Антонен АРТО (Франция)
«Театр и его двойник». Биография
В закромах проверенных фраз есть фраза о том, что писатель платит за свои воззрения собственной жизнью. Взрослый человек понимает: эти слова значат не больше других общепринятых глупостей, это просто пустая сентенция вроде той, которая требует от политика выполнения его обязательств, и взрослый человек, будучи человеком не только трезвомыслящим, но и гуманным, не ждет, что писатель вдруг затеет практически соответствовать декларациям о кровавой цене своих текстов и др. Напротив, в образованном, симпатичном кругу, где автору никто не желает мучений, подобное поведение было бы сочтено верхом неприличия и бесстыдства, как если бы литератор каждому из присутствующих резанул правду-матку, а затем перерезал себе горло. Неприличный Арто весь отпущенный ему срок телом и кровью подтверждал свои взгляды, и просвещенная демократия, успевшая канонизировать проклятых поэтов минувших эпох, ответила единственно правильным образом. Не убийца, не заговорщик, не вор, а философ творческих состояний, он — в благородных целях излечения от визионерства, наркотиков и низкопоклонства перед Востоком, ошибочно названного пациентом территорией священных аффектов, — был приговорен к десяти годам психбольницы и полусотне электрошоков, от которых вскоре и умер, сполна рассчитавшись за убеждения. Искусство, уподобленное Антоненом очистительной эпидемии, должно стать гнездилищем страшных снов, превзойдя удовольствия, даруемые войной, преступлением и инцестуозной любовью. Тем самым оно уничтожит эти последние, сделает их ненужными. Искусство жестокости сакрально, антипсихологично, и галлюцинирует не личность, а сплоченная обрядовым торжеством масса, чьи тревоги насущней индивидуальных тревог. Не масса, а магма, вскипающая пузырями — видениями из начала начал: древние мифы и ритуалы еще сохранили поэзию, которая одна может разбудить летаргические толпы и дойти до «мертвецов, лежащих под горой трупов». Чумная же эпидемия, запускающая механизм искусства, вызывается истошным криком заключенного в Бедламе, и стены узилища, обрушиваясь от этого вопля, как пала Бастилия от возгласов сидельца де Сада, уже не удерживают заживо погребенного Антонена. После «Театра и его двойника» искусство, боящееся подступиться к своей исконной, заново сформулированной Арто задаче — гностическому перекраиванию материи и возведению Града (таково все нынешнее испуганное творчество), внушает жгучую неприязнь; оправдания его выхолощенным играм — нет.
****************************************
**Порядок работы**.
1. Ответьте по тексту об Арто:
(а) К чему был приговорен Арто?
(б) Чему Антонен уподобил искусство?
(в) От чьих возгласов, по тексту, пала Бастилия?
2. Перечислите все, от чего, согласно тексту об Арто, его собирались излечить в психбольнице.

**Исходные данные**.
****************************************
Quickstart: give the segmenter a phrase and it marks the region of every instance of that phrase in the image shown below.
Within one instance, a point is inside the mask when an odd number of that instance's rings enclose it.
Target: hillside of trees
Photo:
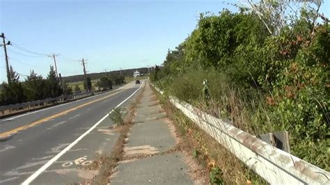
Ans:
[[[148,73],[148,68],[137,69],[141,72]],[[94,73],[87,75],[87,90],[92,89],[92,79],[100,79],[96,83],[100,90],[105,90],[112,88],[112,85],[120,85],[125,83],[125,76],[132,76],[134,70],[122,70],[122,75],[120,71],[110,72],[106,73]],[[23,102],[32,102],[43,99],[49,97],[56,97],[63,95],[70,95],[72,93],[72,87],[68,84],[69,82],[84,81],[84,75],[76,75],[72,77],[63,77],[63,88],[61,86],[61,81],[56,77],[56,72],[53,66],[50,67],[49,72],[46,79],[38,75],[33,70],[24,80],[19,79],[19,75],[10,66],[10,75],[11,81],[10,83],[2,83],[0,91],[0,106],[5,106]],[[85,88],[85,84],[84,84]],[[94,87],[95,88],[95,87]],[[84,90],[75,86],[74,90],[79,92]]]
[[[138,70],[141,74],[148,74],[148,72],[147,67],[141,67],[141,68],[122,70],[121,74],[123,75],[124,77],[133,77],[133,72],[135,70]],[[91,80],[96,80],[96,79],[100,79],[104,76],[120,75],[120,70],[117,70],[117,71],[111,71],[111,72],[99,72],[99,73],[91,73],[91,74],[88,74],[88,77],[91,78]],[[63,77],[63,79],[68,83],[84,81],[84,74],[64,77]]]
[[[25,81],[21,81],[19,74],[11,66],[10,75],[11,81],[1,84],[1,106],[56,97],[72,92],[66,83],[63,83],[63,89],[61,88],[52,66],[46,79],[31,70]]]
[[[292,154],[329,170],[329,20],[320,1],[288,3],[201,13],[150,79],[252,134],[288,131]]]

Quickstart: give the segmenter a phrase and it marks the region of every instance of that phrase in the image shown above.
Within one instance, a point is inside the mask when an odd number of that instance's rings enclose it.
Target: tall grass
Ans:
[[[210,99],[205,100],[203,81],[207,79]],[[290,137],[291,152],[294,155],[326,170],[330,169],[330,155],[325,140],[313,142],[300,136],[285,118],[269,106],[271,97],[258,89],[241,90],[228,82],[226,77],[214,70],[191,69],[187,72],[171,76],[158,81],[166,93],[187,102],[214,116],[227,120],[233,126],[258,136],[261,134],[287,130]],[[301,126],[304,127],[304,126]]]

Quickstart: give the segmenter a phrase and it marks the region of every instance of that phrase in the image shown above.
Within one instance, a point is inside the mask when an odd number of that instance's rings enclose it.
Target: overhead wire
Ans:
[[[19,54],[19,55],[22,55],[22,56],[26,56],[26,57],[31,57],[31,58],[43,58],[43,57],[45,57],[45,56],[29,56],[29,55],[26,55],[26,54],[21,54],[21,53],[15,51],[13,50],[8,49],[8,48],[7,48],[7,50],[10,51],[13,53],[15,53],[15,54]]]
[[[30,54],[35,54],[35,55],[38,55],[38,56],[49,56],[49,54],[41,54],[41,53],[38,53],[38,52],[35,52],[35,51],[32,51],[29,49],[27,49],[23,47],[21,47],[19,45],[18,45],[17,44],[15,43],[13,41],[10,41],[10,44],[12,46],[13,46],[14,47],[18,49],[20,49],[22,51],[24,51],[26,53],[30,53]]]

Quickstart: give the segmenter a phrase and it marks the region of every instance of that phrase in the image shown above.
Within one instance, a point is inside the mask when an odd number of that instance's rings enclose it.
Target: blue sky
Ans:
[[[326,1],[321,11],[329,17]],[[223,8],[235,10],[215,0],[0,0],[0,31],[30,51],[59,54],[58,70],[65,77],[82,74],[82,58],[88,72],[160,64],[168,49],[196,27],[198,12],[217,13]],[[34,70],[46,77],[53,65],[52,58],[8,49],[10,65],[20,74]],[[0,81],[6,81],[0,49]]]

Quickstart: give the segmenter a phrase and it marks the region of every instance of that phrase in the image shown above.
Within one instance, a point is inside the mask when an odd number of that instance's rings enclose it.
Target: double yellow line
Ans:
[[[26,129],[27,128],[29,128],[31,127],[33,127],[33,126],[36,126],[37,124],[39,124],[40,123],[42,123],[42,122],[47,122],[47,121],[49,121],[49,120],[51,120],[55,118],[57,118],[57,117],[59,117],[61,115],[65,115],[66,113],[68,113],[70,112],[72,112],[73,111],[75,111],[79,108],[81,108],[81,107],[84,107],[84,106],[88,106],[91,104],[93,104],[93,103],[95,103],[95,102],[99,102],[99,101],[101,101],[102,99],[104,99],[106,98],[108,98],[109,97],[111,97],[111,96],[113,96],[119,92],[121,92],[124,91],[124,90],[120,90],[118,92],[116,92],[113,94],[111,94],[109,95],[107,95],[106,97],[102,97],[102,98],[100,98],[100,99],[95,99],[95,100],[93,100],[91,102],[87,102],[86,104],[81,104],[79,106],[75,106],[74,108],[70,108],[68,110],[66,110],[65,111],[63,111],[63,112],[61,112],[59,113],[56,113],[55,115],[51,115],[49,117],[47,117],[47,118],[43,118],[43,119],[41,119],[41,120],[39,120],[38,121],[36,121],[36,122],[33,122],[32,123],[30,123],[30,124],[25,124],[24,126],[22,126],[22,127],[17,127],[16,129],[14,129],[13,130],[10,130],[10,131],[6,131],[6,132],[3,132],[3,133],[1,133],[0,134],[0,139],[1,138],[6,138],[8,136],[10,136],[10,135],[13,134],[16,134],[17,133],[18,131],[22,131],[24,129]]]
****************************************
**Ответы к заданиям**.
1.
(а) К десяти годам психбольницы и полусотне электрошоков.
(б) Очистительной эпидемии.
(в) От возгласов сидельца де Сада.

2. Визионерство, наркотики, низкопоклонство перед Востоком.